BEGIN DATASET

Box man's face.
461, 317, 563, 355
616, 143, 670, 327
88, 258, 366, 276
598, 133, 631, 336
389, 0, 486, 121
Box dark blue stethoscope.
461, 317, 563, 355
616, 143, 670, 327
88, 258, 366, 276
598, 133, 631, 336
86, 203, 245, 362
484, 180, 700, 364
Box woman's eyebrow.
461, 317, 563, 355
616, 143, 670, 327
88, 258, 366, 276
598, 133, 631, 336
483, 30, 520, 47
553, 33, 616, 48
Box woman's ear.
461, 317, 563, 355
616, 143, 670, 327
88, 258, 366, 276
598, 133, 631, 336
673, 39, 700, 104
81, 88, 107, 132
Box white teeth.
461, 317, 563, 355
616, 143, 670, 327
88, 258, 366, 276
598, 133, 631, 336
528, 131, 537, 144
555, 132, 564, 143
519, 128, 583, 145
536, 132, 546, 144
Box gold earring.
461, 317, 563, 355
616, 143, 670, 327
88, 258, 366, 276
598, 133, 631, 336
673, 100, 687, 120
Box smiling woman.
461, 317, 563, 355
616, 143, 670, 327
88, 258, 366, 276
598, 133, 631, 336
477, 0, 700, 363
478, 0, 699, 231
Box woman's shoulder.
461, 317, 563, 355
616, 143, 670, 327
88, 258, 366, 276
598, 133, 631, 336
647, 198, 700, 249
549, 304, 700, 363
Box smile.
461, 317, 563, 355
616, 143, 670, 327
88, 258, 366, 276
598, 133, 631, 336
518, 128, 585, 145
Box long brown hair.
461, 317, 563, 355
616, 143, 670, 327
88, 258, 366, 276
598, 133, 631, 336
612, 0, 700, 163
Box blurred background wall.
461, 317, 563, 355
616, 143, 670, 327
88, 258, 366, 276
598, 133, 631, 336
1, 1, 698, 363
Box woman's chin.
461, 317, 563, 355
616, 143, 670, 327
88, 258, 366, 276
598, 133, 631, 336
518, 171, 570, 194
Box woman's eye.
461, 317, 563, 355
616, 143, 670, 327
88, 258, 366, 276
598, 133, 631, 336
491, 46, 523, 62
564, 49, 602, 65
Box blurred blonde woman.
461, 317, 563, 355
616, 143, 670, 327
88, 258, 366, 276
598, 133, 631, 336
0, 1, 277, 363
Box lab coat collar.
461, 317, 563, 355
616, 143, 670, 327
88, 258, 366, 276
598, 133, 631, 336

END DATASET

ABOUT THIS TASK. Output each entry exactly. Leave none out.

YOUR SOLUTION.
Box man's face.
461, 317, 563, 355
616, 143, 670, 327
88, 258, 366, 276
598, 133, 631, 336
389, 0, 486, 121
Box dark blue stethoscope.
461, 317, 563, 355
616, 143, 670, 327
88, 258, 366, 276
598, 133, 631, 336
86, 203, 245, 362
484, 180, 700, 364
Box woman's eyebrow.
461, 317, 563, 355
616, 143, 670, 327
88, 258, 366, 276
598, 133, 631, 336
483, 30, 520, 47
553, 33, 616, 48
Box woman's ear.
461, 317, 563, 355
616, 143, 670, 327
88, 258, 366, 276
598, 133, 631, 336
673, 39, 700, 104
81, 88, 107, 132
Box white teeth.
461, 317, 563, 355
616, 143, 670, 327
88, 258, 366, 276
598, 133, 631, 336
528, 131, 537, 144
555, 132, 564, 143
519, 128, 583, 145
536, 132, 546, 144
Box gold earring.
461, 317, 563, 355
616, 143, 670, 327
88, 258, 366, 276
598, 133, 631, 336
673, 100, 687, 120
Box smiling woman.
461, 317, 563, 355
616, 143, 670, 327
88, 258, 366, 276
598, 133, 631, 336
477, 0, 700, 363
478, 0, 699, 231
Box woman's shoulder.
461, 317, 563, 355
616, 143, 670, 327
88, 258, 366, 276
598, 133, 631, 336
647, 198, 700, 249
549, 304, 700, 363
Box smile.
461, 317, 563, 355
616, 143, 670, 327
88, 258, 366, 276
598, 133, 631, 336
518, 128, 585, 145
Box long brown hair.
461, 317, 563, 355
616, 143, 670, 327
88, 258, 366, 276
598, 133, 631, 336
612, 0, 700, 163
Box blurred background wall.
461, 317, 563, 355
616, 143, 670, 327
88, 258, 366, 276
598, 133, 631, 336
1, 1, 698, 363
Box woman's chin.
461, 317, 563, 355
616, 143, 670, 327
88, 258, 366, 276
598, 133, 631, 336
518, 171, 570, 194
Box woman's eye.
461, 317, 563, 355
616, 143, 670, 327
88, 258, 366, 276
598, 133, 631, 336
491, 46, 523, 62
564, 49, 602, 65
Box blurred blonde woman.
461, 317, 563, 355
616, 143, 670, 327
88, 258, 366, 276
598, 133, 631, 336
0, 1, 277, 363
Box lab coat collar.
461, 317, 563, 355
616, 143, 670, 327
88, 258, 366, 276
598, 133, 631, 336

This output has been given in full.